Arrange the lines below into a Markdown table with the columns Row and Line, numbering each line in order and leaving out blank ones.

## begin

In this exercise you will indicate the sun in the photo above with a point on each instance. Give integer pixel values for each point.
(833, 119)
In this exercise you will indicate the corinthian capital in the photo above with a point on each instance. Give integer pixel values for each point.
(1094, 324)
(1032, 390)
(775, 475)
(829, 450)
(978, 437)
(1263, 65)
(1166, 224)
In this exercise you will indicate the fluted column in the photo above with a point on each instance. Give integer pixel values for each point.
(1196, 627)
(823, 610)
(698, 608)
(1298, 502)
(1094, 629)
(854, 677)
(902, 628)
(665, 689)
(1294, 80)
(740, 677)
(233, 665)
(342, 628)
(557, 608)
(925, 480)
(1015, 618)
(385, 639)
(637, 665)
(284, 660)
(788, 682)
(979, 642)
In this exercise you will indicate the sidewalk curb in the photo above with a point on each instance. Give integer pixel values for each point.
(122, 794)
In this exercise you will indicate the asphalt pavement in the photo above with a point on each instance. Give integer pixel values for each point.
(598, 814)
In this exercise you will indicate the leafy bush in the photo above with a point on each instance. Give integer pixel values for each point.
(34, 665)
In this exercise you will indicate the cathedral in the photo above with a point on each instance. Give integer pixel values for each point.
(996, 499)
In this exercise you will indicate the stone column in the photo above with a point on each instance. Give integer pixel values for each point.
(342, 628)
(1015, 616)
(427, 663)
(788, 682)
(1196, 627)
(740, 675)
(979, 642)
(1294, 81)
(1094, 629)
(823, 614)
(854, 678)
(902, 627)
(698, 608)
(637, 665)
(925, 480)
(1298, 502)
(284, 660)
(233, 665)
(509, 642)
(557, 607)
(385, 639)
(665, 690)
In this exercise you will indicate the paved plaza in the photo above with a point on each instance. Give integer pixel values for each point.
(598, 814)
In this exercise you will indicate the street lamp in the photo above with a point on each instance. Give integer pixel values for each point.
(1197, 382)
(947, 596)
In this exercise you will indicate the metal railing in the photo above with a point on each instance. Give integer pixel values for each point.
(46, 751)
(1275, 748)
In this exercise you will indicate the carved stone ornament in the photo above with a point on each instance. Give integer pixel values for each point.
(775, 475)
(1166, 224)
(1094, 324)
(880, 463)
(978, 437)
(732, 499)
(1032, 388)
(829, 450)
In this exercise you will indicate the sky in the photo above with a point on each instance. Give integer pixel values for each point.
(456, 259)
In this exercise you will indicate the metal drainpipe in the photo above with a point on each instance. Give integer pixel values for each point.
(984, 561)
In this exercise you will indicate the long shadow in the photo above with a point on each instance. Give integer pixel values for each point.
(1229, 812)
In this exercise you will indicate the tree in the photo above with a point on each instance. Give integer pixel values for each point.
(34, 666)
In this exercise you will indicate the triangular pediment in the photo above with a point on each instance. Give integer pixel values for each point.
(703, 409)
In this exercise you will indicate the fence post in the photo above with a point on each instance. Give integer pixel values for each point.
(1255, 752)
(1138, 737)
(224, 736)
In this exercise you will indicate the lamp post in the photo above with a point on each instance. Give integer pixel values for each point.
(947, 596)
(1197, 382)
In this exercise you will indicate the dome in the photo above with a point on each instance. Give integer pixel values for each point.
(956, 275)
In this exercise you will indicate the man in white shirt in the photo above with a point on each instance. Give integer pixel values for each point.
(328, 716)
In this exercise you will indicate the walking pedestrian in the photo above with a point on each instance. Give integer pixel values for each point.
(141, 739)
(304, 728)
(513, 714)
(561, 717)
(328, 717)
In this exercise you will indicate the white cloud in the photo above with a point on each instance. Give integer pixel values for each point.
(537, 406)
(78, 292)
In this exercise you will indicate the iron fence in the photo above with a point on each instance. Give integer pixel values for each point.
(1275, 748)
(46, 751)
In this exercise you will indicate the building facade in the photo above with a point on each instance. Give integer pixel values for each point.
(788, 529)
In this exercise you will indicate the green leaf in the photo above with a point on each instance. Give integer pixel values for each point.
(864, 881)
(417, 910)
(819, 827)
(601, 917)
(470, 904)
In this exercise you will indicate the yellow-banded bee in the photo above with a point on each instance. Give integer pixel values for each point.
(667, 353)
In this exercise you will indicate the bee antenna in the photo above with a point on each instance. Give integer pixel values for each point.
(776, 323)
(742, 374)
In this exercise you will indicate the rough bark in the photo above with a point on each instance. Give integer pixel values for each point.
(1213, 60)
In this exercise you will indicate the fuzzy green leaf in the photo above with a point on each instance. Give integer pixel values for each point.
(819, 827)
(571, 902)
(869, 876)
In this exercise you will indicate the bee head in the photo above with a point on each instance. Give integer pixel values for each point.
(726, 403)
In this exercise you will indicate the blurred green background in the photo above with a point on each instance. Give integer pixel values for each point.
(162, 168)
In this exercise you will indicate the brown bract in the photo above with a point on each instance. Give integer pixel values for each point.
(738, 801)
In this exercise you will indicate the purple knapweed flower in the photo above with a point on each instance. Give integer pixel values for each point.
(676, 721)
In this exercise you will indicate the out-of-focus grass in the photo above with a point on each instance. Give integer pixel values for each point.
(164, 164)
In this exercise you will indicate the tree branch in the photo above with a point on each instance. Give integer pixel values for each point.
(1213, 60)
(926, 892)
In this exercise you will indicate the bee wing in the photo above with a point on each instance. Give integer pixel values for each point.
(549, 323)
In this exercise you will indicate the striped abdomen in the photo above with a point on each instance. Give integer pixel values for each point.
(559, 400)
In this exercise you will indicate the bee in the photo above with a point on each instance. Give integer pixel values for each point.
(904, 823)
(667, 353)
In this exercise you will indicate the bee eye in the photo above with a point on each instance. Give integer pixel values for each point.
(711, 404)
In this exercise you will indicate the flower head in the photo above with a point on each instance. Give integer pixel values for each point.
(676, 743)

## end

Task answer:
| Row | Line |
|---|---|
| 1 | In this exercise you will indicate the sun in the photo above with a point on each instance. Give integer pixel values for each point. |
| 2 | (833, 119) |
| 3 | In this exercise you will indicate the corinthian capital in the photo above with a point on each instance. Give integer pixel values for each point. |
| 4 | (1094, 324) |
| 5 | (1032, 390) |
| 6 | (775, 475) |
| 7 | (829, 450) |
| 8 | (978, 437) |
| 9 | (1263, 65) |
| 10 | (1166, 224) |
| 11 | In this exercise you will indicate the fluted column in the photo above with a point on each instance. Give integer pixel values for each point. |
| 12 | (1196, 627) |
| 13 | (823, 610) |
| 14 | (698, 608) |
| 15 | (1298, 502) |
| 16 | (1094, 629) |
| 17 | (854, 677) |
| 18 | (902, 628) |
| 19 | (665, 689) |
| 20 | (1294, 80) |
| 21 | (740, 677) |
| 22 | (233, 665) |
| 23 | (342, 628) |
| 24 | (557, 608) |
| 25 | (925, 480) |
| 26 | (1015, 618) |
| 27 | (385, 639) |
| 28 | (637, 665) |
| 29 | (284, 660) |
| 30 | (788, 682) |
| 31 | (979, 642) |
| 32 | In this exercise you will indicate the sidewalk curb in the photo above with a point on each instance. Give integer pixel values for each point. |
| 33 | (122, 794) |
| 34 | In this exercise you will indicate the asphalt pavement in the photo above with a point on each instance. Give integer pixel values for each point. |
| 35 | (598, 814) |
| 36 | In this exercise you will indicate the leafy bush in the photo above with a point on each instance. Give integer pixel values for each point. |
| 37 | (34, 665) |
| 38 | In this exercise you will indicate the cathedral in the photo above with a point on each instance. Give integer pixel values for each point. |
| 39 | (996, 499) |
| 40 | In this exercise you will indicate the stone column in the photo above with a point on each instance. Give integer pixel values for each point. |
| 41 | (342, 628) |
| 42 | (1015, 616) |
| 43 | (427, 663) |
| 44 | (788, 682) |
| 45 | (1196, 627) |
| 46 | (740, 675) |
| 47 | (979, 642) |
| 48 | (1294, 81) |
| 49 | (1094, 629) |
| 50 | (823, 614) |
| 51 | (854, 678) |
| 52 | (902, 627) |
| 53 | (698, 608) |
| 54 | (637, 665) |
| 55 | (925, 480) |
| 56 | (1298, 502) |
| 57 | (284, 660) |
| 58 | (233, 665) |
| 59 | (509, 642) |
| 60 | (557, 607) |
| 61 | (385, 639) |
| 62 | (665, 690) |
| 63 | In this exercise you will indicate the paved plaza in the photo above with a point on each instance. Give integer pixel values for each point. |
| 64 | (598, 814) |
| 65 | In this exercise you will indicate the street lamp in the photo above with a point on each instance. Give integer pixel values for each point. |
| 66 | (1197, 382) |
| 67 | (947, 596) |
| 68 | In this exercise you will indicate the metal railing in the photo above with a point on each instance. Give integer pixel values for each point. |
| 69 | (46, 751) |
| 70 | (1275, 748) |
| 71 | In this exercise you will indicate the carved stone ornament in the photo above with a point on each instance. Give integer pixel values for each point. |
| 72 | (775, 475) |
| 73 | (1166, 224) |
| 74 | (1094, 324) |
| 75 | (880, 463) |
| 76 | (978, 437) |
| 77 | (732, 499) |
| 78 | (1032, 388) |
| 79 | (829, 450) |
| 80 | In this exercise you will indicate the sky in the photo above with a point on each instance. Give integer pixel values for each point. |
| 81 | (456, 259) |
| 82 | In this exercise you will indicate the metal drainpipe in the photo above with a point on each instance. Give integer pixel values for each point. |
| 83 | (984, 561) |
| 84 | In this exercise you will indicate the long shadow in the photo above with a point on each instance. Give integer pixel values for each point. |
| 85 | (1229, 812) |
| 86 | In this exercise you will indicate the tree in the photo above with a point on each instance. Give integer pixel values for each point. |
| 87 | (34, 666) |
| 88 | In this exercise you will indicate the triangular pediment in the photo above with a point on each instance. Give integer pixel values for each point. |
| 89 | (703, 409) |
| 90 | In this exercise you will indicate the fence post in the photo above with a point on each instance. Give integer pixel values for each point. |
| 91 | (1255, 752) |
| 92 | (1138, 737) |
| 93 | (224, 736) |
| 94 | In this exercise you will indicate the lamp post in the photo above with a point on each instance. Give integer pixel values for each point. |
| 95 | (947, 596) |
| 96 | (1197, 382) |
| 97 | In this exercise you will indicate the dome in the photo above with a point on each instance. Give integer pixel values for each point. |
| 98 | (956, 275) |
| 99 | In this exercise you will indicate the man in white shirt in the photo above with a point on each instance. Give integer pixel values for each point. |
| 100 | (328, 716) |
| 101 | In this exercise you will indicate the walking pedestrian in the photo above with a point on each instance. Give integer pixel values for each point. |
| 102 | (141, 739) |
| 103 | (304, 728) |
| 104 | (513, 714) |
| 105 | (561, 717) |
| 106 | (328, 717) |
| 107 | In this exercise you will indicate the white cloud in the photo above with a point on each instance. Give integer pixel values for each point. |
| 108 | (537, 406) |
| 109 | (78, 292) |
| 110 | In this exercise you will indicate the iron fence in the photo above with a point on each instance. Give integer pixel values for each point. |
| 111 | (1275, 748) |
| 112 | (46, 751) |
| 113 | In this exercise you will indicate the building facade in the photo above with a point on each instance. Give integer pixel values for each point. |
| 114 | (788, 529) |
| 115 | In this exercise you will indicate the green leaf in the photo above with a point on each instance. Give integer pixel values for each point. |
| 116 | (864, 881) |
| 117 | (417, 910) |
| 118 | (819, 827) |
| 119 | (601, 917) |
| 120 | (470, 904) |
| 121 | In this exercise you will indicate the yellow-banded bee in the photo above with a point on each instance. Give integer pixel values for each point. |
| 122 | (667, 353) |
| 123 | In this exercise you will indicate the bee antenna in the photo above with a point on each instance. Give integer pixel values for each point. |
| 124 | (776, 323) |
| 125 | (742, 374) |
| 126 | In this exercise you will indicate the rough bark in the photo above with a point on each instance. Give integer pixel values for each point. |
| 127 | (1213, 60) |
| 128 | In this exercise you will indicate the fuzzy green leaf in the photo above with a point on each instance. Give integer pixel values for each point. |
| 129 | (819, 827) |
| 130 | (571, 902) |
| 131 | (869, 876) |
| 132 | In this exercise you will indicate the bee head in the photo above with a point on each instance. Give integer pixel values for each point. |
| 133 | (726, 403) |
| 134 | In this exercise you will indicate the blurred green background in the photo above with a point on each instance. Give integer pixel values for each point. |
| 135 | (162, 168) |
| 136 | In this exercise you will indicate the brown bract in the photo above with a point on each instance. Give integer pixel values for each point. |
| 137 | (738, 801) |
| 138 | In this exercise you will indicate the purple knapweed flower in the photo above with a point on each instance. Give integer pixel values for each point. |
| 139 | (676, 721) |
| 140 | In this exercise you will indicate the out-of-focus grass in the photo above with a point on each instance. Give integer pixel values for each point. |
| 141 | (164, 164) |
| 142 | In this exercise you will indicate the tree branch in the photo above with a point on each instance. Give integer pixel values for each point. |
| 143 | (1213, 60) |
| 144 | (926, 892) |
| 145 | In this exercise you will indicate the bee wing in the photo above with a point on each instance. Give integer pixel values for each point. |
| 146 | (549, 323) |
| 147 | In this exercise you will indicate the striped abdomen in the photo above with a point on each instance. Give integer pixel values for each point. |
| 148 | (559, 400) |
| 149 | In this exercise you will indicate the bee in the photo above with a point on each instance. Give integer pixel values for each point. |
| 150 | (904, 823) |
| 151 | (667, 353) |
| 152 | In this exercise you will indicate the bee eye in the photo above with a point on each instance. Give integer pixel values for each point. |
| 153 | (711, 404) |
| 154 | In this exercise you will indicate the flower head in the photo above with a point on each instance. Give integer pixel values for each point. |
| 155 | (676, 743) |